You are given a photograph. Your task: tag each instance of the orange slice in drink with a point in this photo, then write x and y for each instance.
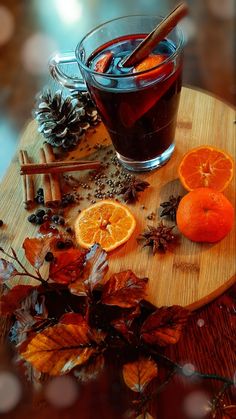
(150, 62)
(206, 166)
(107, 222)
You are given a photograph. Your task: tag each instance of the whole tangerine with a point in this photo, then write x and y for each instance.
(205, 215)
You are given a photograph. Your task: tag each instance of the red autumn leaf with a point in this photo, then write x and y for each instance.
(229, 412)
(124, 289)
(138, 374)
(58, 349)
(91, 370)
(96, 266)
(67, 266)
(78, 288)
(124, 324)
(36, 250)
(10, 302)
(7, 270)
(164, 326)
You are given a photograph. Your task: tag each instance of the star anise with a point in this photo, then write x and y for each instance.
(132, 187)
(170, 207)
(157, 237)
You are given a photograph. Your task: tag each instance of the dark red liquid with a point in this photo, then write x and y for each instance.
(140, 114)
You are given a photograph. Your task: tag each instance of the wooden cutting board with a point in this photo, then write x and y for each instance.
(190, 274)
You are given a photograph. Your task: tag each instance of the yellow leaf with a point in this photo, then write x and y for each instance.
(58, 349)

● ● ●

Scale the listing from the line containing "the red autumn" through the end of the listing, both included: rewrite only those lines, requests and all, with every x and y coordinate in the answers multiplied by 1.85 and rounded to a whole number, halves rounding up.

You are given a photograph. Your task: tag each instance of the red autumn leaf with a point in this photo, then write x and y for each instance.
(424, 762)
(229, 535)
(255, 692)
(107, 646)
(168, 685)
(178, 492)
(124, 492)
(144, 533)
(229, 599)
(67, 463)
(19, 559)
(13, 500)
(303, 603)
You are given a photograph. Your task: tag each instance of the star anise with a point in this photo, then write x and y for each instance.
(244, 346)
(315, 383)
(290, 438)
You are given a photograph. Your task: tag each instance of the dark red liquid with a point in this photo, then write x and y for each instance.
(259, 211)
You are given a photograph. Your task: tag each instance of the wooden cutting board with a point in this photo, then write x and y for each instance.
(352, 507)
You are given a photograph. Your task: tag each instance of the yellow leaf with a point in this photo, then write x and y for each instance.
(107, 646)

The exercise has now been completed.